---- Input

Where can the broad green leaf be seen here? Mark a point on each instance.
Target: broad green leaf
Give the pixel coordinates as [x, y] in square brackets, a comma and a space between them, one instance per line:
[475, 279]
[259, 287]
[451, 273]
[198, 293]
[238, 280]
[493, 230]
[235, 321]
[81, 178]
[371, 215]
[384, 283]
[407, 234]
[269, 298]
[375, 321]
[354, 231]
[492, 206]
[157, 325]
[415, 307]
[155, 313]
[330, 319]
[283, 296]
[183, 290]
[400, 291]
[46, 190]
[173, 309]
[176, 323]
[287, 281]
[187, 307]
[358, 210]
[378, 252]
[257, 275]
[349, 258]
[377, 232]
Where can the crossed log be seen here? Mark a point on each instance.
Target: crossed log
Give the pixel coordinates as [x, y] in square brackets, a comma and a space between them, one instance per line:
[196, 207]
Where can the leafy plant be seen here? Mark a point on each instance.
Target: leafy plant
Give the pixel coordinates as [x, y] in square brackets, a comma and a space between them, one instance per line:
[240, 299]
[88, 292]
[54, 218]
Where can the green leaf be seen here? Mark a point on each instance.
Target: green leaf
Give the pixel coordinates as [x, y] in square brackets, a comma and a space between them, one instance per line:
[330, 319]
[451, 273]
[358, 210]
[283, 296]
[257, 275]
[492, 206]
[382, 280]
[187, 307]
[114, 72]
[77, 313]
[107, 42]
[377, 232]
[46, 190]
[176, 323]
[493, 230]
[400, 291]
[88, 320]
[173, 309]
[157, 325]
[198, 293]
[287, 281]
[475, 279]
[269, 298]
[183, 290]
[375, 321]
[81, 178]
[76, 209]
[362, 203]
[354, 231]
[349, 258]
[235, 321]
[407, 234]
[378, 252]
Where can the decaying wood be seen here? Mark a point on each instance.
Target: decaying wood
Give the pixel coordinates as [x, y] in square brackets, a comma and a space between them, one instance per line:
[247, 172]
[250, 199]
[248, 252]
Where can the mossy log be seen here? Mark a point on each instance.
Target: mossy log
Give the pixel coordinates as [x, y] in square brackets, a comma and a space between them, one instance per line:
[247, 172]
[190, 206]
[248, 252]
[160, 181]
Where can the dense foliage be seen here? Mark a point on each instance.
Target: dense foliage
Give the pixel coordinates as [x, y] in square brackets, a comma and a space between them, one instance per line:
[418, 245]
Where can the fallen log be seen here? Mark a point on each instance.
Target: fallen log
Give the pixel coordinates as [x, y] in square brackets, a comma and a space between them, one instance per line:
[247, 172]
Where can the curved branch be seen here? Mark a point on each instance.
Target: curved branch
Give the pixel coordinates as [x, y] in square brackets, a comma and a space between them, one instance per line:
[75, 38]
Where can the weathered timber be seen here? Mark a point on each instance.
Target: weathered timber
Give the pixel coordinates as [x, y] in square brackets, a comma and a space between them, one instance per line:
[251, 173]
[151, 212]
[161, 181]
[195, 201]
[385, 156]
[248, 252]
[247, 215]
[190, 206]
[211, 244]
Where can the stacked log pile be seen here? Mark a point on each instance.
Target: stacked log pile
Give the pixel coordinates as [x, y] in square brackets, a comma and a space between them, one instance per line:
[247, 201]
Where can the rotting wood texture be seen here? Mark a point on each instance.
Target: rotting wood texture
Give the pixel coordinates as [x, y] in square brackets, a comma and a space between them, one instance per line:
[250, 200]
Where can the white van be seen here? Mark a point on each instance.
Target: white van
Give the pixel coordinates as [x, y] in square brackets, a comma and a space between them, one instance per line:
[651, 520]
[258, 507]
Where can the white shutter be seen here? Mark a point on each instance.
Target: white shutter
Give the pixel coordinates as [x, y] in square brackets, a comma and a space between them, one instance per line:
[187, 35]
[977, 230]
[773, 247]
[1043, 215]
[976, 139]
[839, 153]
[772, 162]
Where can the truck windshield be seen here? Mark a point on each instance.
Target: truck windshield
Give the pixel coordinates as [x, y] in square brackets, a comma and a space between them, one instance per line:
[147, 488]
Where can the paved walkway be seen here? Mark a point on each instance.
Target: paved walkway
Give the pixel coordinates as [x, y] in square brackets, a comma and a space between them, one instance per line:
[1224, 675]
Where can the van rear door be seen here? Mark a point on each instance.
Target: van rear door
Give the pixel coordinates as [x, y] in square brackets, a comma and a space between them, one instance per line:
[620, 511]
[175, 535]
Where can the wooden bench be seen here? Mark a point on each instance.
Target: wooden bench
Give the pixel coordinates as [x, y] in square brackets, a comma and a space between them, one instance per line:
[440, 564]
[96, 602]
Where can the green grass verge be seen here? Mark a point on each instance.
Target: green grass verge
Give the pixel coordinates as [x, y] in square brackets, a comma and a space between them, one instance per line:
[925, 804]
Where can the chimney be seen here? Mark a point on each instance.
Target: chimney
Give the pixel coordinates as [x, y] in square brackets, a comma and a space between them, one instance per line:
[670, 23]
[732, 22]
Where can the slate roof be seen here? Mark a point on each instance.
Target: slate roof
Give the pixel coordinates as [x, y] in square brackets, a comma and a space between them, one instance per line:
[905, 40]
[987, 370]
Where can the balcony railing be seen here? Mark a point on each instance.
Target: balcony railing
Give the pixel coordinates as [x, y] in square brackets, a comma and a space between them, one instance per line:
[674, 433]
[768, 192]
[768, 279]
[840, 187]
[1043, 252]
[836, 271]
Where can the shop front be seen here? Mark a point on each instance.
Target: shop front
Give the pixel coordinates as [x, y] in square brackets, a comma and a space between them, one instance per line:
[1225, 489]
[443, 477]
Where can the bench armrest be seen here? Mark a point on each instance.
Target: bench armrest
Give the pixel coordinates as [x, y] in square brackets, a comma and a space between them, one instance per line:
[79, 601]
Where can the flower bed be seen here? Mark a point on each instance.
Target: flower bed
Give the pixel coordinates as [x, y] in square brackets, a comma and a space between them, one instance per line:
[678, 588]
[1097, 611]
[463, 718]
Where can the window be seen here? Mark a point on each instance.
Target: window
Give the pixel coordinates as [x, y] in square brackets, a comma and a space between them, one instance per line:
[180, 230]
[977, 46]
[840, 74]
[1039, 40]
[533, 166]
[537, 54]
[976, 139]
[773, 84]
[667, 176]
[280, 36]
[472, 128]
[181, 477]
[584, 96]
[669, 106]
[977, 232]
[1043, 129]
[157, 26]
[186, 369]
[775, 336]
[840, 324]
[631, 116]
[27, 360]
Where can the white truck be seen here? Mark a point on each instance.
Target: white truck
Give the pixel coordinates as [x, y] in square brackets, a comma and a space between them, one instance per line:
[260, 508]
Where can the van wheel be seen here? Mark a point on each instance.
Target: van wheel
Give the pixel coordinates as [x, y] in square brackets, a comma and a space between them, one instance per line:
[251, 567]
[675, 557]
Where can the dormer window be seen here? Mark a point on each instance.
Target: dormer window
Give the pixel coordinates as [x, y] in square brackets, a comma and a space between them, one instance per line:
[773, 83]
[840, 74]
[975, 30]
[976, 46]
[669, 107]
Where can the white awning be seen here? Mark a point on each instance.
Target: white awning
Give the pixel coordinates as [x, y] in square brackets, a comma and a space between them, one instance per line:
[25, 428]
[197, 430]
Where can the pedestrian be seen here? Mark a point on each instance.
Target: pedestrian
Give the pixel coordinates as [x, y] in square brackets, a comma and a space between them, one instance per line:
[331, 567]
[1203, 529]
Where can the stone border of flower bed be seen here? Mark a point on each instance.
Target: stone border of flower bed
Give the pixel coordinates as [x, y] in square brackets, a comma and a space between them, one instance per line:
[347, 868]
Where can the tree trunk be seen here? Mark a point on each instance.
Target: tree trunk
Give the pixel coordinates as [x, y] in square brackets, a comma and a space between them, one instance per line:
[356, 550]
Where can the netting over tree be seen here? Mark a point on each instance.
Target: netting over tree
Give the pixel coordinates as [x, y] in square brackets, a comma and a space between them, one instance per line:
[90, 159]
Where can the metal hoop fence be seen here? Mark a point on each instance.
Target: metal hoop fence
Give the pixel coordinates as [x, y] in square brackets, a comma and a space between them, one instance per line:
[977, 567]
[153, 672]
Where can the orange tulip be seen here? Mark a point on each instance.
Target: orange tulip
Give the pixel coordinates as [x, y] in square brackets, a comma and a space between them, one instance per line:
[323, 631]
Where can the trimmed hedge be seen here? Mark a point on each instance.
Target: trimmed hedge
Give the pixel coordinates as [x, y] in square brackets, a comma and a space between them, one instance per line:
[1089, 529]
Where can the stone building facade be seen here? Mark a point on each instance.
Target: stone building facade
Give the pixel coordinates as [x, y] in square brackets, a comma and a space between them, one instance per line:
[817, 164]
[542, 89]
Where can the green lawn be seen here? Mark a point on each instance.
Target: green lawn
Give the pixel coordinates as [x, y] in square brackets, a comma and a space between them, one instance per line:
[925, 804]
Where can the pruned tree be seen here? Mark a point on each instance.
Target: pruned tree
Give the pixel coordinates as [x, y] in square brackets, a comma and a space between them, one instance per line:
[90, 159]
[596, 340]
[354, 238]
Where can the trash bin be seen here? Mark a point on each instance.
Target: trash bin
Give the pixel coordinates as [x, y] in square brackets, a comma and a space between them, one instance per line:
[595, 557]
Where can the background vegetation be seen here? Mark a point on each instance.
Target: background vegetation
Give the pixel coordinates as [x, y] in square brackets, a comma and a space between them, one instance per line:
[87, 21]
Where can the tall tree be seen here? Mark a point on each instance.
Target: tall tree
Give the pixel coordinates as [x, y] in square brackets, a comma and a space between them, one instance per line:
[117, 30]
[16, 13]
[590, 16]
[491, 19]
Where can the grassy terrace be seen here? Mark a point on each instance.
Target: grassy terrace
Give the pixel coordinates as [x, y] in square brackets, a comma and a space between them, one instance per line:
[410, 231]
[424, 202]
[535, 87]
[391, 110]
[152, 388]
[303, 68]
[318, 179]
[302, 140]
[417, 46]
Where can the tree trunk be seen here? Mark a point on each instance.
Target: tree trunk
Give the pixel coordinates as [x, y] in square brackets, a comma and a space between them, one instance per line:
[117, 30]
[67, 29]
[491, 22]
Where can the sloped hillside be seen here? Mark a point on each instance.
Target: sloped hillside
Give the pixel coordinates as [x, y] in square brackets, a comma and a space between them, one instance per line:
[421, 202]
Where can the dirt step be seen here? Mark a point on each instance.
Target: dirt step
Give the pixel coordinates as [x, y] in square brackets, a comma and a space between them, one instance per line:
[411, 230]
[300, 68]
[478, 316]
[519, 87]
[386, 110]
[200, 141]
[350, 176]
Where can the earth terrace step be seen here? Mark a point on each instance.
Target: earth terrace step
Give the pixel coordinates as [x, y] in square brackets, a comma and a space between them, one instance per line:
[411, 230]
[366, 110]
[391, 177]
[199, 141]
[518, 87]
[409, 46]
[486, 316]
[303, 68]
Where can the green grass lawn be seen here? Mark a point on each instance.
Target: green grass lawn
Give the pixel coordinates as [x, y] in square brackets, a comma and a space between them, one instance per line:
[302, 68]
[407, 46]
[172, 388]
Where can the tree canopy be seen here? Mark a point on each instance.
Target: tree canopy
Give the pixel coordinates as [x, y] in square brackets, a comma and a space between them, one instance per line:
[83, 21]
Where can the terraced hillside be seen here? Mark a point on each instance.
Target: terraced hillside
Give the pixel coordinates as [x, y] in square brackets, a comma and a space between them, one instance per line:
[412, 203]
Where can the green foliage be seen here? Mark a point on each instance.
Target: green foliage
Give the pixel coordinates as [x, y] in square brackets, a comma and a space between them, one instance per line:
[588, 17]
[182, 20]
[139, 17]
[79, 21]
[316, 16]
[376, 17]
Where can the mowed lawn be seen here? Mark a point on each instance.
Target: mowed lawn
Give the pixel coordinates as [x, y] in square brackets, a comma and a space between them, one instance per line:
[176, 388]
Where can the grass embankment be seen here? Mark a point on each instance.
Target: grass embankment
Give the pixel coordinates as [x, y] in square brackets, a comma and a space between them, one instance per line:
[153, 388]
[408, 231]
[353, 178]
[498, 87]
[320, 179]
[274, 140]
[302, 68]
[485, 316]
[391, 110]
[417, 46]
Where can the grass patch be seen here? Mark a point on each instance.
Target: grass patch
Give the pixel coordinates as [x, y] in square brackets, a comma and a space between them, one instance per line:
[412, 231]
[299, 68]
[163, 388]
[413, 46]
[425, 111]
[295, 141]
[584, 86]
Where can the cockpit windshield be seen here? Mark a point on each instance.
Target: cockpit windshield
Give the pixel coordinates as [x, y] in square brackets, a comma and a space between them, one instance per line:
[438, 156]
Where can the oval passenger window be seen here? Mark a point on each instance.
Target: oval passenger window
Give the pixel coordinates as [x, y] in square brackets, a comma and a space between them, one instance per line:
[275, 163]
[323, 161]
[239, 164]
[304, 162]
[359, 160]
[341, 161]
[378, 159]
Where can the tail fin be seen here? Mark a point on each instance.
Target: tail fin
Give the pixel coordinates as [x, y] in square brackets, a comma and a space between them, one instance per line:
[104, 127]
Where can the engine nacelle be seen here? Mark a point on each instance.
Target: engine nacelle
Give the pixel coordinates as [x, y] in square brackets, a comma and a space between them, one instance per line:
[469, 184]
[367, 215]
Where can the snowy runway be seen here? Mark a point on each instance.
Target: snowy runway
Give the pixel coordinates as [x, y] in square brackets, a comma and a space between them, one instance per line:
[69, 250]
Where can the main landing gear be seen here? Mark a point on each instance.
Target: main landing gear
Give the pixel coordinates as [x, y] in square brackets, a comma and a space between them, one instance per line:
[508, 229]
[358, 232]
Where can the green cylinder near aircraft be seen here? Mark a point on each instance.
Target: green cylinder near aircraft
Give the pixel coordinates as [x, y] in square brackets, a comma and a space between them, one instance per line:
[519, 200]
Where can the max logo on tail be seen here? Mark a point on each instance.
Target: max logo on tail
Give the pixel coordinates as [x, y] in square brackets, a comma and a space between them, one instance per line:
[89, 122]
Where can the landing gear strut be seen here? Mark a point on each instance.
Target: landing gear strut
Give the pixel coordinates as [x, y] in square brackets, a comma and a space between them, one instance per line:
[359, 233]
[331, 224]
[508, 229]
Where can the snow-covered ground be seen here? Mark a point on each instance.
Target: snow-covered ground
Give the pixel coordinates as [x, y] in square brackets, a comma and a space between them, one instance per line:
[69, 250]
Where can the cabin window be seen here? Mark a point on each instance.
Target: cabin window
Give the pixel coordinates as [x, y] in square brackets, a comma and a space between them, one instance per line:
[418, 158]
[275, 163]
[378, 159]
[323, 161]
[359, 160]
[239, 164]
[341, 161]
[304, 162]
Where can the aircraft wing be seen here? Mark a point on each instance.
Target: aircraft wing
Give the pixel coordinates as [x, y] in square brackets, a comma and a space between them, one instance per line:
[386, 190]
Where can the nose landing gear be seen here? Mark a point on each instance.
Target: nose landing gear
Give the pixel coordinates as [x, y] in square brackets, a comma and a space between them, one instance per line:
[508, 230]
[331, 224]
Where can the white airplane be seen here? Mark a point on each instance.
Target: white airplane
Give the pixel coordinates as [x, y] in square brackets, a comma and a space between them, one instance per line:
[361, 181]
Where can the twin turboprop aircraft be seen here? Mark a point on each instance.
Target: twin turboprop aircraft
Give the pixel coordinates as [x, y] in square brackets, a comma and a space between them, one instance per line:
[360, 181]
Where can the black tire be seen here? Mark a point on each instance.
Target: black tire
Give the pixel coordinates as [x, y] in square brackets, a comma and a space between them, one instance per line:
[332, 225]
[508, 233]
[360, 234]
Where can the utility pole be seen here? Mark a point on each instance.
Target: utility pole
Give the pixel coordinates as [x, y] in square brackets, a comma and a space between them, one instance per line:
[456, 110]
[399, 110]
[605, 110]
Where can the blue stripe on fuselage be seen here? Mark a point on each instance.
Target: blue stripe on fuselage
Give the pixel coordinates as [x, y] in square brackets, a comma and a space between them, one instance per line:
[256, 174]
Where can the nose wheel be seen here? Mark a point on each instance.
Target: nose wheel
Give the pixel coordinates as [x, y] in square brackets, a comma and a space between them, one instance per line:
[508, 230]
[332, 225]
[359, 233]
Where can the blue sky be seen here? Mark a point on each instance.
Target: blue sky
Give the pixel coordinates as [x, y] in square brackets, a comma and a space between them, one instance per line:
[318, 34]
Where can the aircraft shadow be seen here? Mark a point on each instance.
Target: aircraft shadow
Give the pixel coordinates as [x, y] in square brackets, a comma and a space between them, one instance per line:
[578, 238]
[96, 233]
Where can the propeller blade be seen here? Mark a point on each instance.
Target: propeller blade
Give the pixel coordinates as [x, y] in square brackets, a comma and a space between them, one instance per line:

--------

• **Requirements**: Reproduce verbatim the data from the line containing "Where can the van wheel" through the line containing "[1203, 529]", including both of those lines.

• **Worked solution**:
Where can the van wheel be seen here? Mark a point on each instance.
Target: van wheel
Give the pixel coordinates as [x, y] in square brackets, a comma and a space between them, one instance per line:
[251, 567]
[675, 557]
Where can the dormer window be seen here? Mark a point on each instance.
Target: dormer window
Give the pixel coordinates as [x, y] in square brackets, a comma and a space between them, one instance per line:
[773, 83]
[840, 74]
[975, 30]
[976, 46]
[669, 107]
Where can the white awning be seen here? Mark a point on each instance.
Target: white awning
Give the pixel coordinates as [x, y] in square brackets, a comma and a space between them, one instance per line:
[25, 428]
[197, 430]
Where can the pedestrian be seen here? Mark a point on each instance.
Target: pedestrian
Give the pixel coordinates as [x, y] in square brackets, a comma and a space between them, one instance per line:
[331, 567]
[1203, 529]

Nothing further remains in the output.